TO DO: Everything from the line containing "Point out the motorcycle" through the last line of the records must be returned verbatim, and nothing outside that range.

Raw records

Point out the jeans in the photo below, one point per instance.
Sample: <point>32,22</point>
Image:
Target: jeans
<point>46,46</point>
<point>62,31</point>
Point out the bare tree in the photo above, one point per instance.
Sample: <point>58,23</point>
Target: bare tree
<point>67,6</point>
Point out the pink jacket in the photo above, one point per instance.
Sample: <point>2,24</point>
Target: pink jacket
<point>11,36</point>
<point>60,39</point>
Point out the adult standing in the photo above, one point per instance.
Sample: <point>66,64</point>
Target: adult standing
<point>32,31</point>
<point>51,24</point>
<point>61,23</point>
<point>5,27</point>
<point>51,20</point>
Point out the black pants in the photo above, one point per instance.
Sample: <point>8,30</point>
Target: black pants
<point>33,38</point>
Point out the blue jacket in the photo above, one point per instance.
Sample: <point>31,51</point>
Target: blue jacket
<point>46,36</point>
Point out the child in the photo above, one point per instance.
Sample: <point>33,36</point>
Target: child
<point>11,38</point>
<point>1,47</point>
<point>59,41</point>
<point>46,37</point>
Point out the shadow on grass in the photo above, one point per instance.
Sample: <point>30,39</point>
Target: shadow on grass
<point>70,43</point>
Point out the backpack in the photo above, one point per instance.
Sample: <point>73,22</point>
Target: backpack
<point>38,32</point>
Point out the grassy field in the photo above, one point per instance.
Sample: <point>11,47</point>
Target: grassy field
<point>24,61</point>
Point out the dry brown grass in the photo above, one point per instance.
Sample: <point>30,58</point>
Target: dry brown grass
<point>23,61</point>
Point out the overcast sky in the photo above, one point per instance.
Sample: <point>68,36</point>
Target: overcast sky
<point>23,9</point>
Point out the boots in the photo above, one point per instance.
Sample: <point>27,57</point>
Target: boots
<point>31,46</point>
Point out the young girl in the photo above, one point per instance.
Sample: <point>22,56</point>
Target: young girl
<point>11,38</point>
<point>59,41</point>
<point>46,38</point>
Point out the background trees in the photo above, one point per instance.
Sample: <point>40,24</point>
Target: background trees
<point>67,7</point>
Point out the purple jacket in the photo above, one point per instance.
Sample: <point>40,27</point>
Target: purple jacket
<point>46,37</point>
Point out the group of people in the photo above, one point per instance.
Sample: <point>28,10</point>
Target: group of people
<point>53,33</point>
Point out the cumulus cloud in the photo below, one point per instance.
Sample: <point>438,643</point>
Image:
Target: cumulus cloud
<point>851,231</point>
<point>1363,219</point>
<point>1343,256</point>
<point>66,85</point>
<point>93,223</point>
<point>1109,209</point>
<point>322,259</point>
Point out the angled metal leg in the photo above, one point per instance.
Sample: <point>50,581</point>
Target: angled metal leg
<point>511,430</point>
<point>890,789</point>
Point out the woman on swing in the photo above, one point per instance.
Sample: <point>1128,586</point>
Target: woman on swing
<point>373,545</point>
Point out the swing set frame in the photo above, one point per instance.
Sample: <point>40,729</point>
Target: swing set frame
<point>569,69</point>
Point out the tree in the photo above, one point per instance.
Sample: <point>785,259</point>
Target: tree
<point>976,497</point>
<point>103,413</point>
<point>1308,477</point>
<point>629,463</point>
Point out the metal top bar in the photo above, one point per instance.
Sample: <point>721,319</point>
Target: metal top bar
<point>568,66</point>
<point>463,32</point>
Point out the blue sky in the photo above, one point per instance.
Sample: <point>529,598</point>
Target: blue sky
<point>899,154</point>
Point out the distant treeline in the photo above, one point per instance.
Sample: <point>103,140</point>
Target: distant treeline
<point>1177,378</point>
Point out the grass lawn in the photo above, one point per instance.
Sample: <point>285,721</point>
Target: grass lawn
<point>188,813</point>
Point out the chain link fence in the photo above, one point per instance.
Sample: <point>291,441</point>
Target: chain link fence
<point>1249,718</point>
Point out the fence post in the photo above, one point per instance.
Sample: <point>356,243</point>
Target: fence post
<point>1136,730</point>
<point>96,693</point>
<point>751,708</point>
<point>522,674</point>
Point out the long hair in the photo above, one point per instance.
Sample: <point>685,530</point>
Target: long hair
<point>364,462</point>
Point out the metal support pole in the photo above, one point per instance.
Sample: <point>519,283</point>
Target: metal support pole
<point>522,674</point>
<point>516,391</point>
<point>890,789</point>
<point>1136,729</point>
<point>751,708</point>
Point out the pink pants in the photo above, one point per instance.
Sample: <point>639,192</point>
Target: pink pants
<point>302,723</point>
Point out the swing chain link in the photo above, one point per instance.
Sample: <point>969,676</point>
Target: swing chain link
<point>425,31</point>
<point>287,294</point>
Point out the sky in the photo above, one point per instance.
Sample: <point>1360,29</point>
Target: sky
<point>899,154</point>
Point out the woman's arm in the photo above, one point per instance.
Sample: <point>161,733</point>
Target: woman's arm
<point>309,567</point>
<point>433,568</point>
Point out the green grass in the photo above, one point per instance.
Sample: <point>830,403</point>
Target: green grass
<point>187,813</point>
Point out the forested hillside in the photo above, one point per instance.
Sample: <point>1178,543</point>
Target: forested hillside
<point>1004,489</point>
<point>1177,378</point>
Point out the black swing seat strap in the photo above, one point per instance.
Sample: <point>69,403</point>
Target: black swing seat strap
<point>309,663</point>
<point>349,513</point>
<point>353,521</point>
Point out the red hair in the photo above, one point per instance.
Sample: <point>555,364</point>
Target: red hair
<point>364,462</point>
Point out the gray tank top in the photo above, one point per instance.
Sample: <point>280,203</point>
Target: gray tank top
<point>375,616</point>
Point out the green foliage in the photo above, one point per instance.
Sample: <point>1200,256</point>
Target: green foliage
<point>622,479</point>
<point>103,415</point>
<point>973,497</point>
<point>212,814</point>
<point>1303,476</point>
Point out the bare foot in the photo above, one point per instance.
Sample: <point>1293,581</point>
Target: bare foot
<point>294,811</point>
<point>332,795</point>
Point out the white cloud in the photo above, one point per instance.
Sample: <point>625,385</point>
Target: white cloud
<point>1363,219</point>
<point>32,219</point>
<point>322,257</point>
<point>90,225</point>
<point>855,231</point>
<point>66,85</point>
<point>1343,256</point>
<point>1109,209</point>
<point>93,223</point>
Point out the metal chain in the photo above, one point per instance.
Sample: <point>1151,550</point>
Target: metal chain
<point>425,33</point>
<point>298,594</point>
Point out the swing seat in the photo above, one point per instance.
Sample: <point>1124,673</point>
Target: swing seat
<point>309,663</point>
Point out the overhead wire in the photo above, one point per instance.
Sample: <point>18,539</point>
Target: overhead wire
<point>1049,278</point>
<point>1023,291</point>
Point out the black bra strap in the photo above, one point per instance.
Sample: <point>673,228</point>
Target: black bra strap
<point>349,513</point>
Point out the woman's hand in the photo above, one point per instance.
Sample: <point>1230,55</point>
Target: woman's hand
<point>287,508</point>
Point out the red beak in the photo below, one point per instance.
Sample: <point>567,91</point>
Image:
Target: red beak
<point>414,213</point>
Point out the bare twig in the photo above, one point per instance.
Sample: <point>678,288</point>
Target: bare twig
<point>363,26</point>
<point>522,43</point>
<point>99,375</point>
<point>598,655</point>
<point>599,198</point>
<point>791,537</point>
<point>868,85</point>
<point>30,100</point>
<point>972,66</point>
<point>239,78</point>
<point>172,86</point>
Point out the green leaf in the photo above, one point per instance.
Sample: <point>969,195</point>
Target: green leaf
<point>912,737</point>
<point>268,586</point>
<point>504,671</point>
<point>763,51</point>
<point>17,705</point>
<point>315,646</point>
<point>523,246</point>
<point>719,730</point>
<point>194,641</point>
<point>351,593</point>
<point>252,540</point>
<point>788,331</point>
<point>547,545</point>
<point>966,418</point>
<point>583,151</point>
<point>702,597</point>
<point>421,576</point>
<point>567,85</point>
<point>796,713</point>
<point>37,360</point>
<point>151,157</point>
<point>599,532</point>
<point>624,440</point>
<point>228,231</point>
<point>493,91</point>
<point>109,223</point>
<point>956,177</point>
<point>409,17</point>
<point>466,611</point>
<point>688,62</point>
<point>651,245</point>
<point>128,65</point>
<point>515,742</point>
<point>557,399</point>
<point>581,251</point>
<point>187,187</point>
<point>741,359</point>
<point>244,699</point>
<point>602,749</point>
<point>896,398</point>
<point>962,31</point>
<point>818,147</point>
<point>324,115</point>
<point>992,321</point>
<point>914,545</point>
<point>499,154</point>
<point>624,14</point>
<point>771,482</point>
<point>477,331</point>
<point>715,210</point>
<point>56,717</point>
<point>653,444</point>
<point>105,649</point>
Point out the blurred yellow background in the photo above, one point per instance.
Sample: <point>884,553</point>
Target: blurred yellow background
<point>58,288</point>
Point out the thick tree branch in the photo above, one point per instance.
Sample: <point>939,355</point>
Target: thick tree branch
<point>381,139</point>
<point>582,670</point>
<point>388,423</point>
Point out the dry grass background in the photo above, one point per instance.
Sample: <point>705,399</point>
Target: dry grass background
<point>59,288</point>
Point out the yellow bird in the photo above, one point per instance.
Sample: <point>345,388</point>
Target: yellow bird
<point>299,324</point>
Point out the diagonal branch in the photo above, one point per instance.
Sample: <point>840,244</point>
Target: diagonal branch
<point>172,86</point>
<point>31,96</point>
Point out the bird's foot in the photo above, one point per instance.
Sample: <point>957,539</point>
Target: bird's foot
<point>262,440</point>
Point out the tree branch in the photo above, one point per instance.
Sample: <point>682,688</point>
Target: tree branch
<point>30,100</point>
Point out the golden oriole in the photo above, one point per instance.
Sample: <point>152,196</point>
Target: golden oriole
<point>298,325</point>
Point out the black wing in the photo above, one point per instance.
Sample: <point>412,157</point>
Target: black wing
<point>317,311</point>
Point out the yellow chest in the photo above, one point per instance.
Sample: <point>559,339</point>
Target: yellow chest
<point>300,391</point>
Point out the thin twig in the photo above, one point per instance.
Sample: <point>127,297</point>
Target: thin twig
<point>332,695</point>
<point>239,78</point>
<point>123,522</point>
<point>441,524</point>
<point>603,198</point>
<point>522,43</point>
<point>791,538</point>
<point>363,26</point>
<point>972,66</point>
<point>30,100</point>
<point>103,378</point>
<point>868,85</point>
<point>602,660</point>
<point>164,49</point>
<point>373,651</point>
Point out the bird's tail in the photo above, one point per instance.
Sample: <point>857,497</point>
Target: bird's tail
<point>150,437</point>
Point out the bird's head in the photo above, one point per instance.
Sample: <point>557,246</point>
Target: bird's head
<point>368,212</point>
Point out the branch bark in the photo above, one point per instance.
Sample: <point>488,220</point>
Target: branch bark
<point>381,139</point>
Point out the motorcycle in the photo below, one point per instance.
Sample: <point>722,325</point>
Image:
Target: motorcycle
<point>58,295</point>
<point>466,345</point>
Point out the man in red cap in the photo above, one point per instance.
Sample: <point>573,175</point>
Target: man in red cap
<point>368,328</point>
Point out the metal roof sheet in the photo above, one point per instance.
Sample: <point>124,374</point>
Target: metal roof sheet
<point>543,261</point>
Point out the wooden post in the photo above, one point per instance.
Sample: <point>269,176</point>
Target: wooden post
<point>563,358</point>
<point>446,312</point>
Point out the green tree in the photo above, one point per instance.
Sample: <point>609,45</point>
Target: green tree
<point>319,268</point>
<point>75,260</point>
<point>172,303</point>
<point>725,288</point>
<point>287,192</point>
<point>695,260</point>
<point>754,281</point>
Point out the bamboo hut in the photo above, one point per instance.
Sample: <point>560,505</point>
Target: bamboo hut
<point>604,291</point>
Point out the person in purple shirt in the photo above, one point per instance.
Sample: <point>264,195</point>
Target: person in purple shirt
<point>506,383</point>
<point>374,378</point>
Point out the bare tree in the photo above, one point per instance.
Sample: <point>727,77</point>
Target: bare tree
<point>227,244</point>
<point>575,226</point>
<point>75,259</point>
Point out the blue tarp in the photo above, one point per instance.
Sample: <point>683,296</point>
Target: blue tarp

SOLUTION:
Point out the motorcycle in the photo below, one point per instance.
Sample: <point>722,325</point>
Image:
Target: motorcycle
<point>58,295</point>
<point>466,345</point>
Point out the man in red cap in the photo above, one point per instance.
Sample: <point>573,175</point>
Target: man in red cap
<point>368,328</point>
Point out the metal roof sheet in the photo above, one point per instance.
Sample: <point>124,374</point>
Target: metal roof sheet
<point>543,261</point>
Point out the wooden post in the photo above, one point per instance.
Sample: <point>269,176</point>
Target: wooden post
<point>563,358</point>
<point>446,312</point>
Point out the green tree in the photo above, one point per instance.
Sample: <point>609,45</point>
Target: green tree
<point>319,268</point>
<point>75,260</point>
<point>172,303</point>
<point>725,288</point>
<point>287,192</point>
<point>695,260</point>
<point>754,281</point>
Point out the bamboo hut in the photo above, one point per instance.
Sample: <point>560,505</point>
Target: bamboo hut
<point>604,291</point>
Point out the person in purple shirt in the photo above, one point per instance.
Sample: <point>264,195</point>
Target: person in purple shirt
<point>506,383</point>
<point>374,378</point>
Point out the bare tree in the photo above, one point per instance.
Sample: <point>727,77</point>
Target: bare tree
<point>227,244</point>
<point>575,226</point>
<point>75,259</point>
Point out the blue tarp in the photo above, one point per instance.
Sample: <point>683,296</point>
Target: blue tarp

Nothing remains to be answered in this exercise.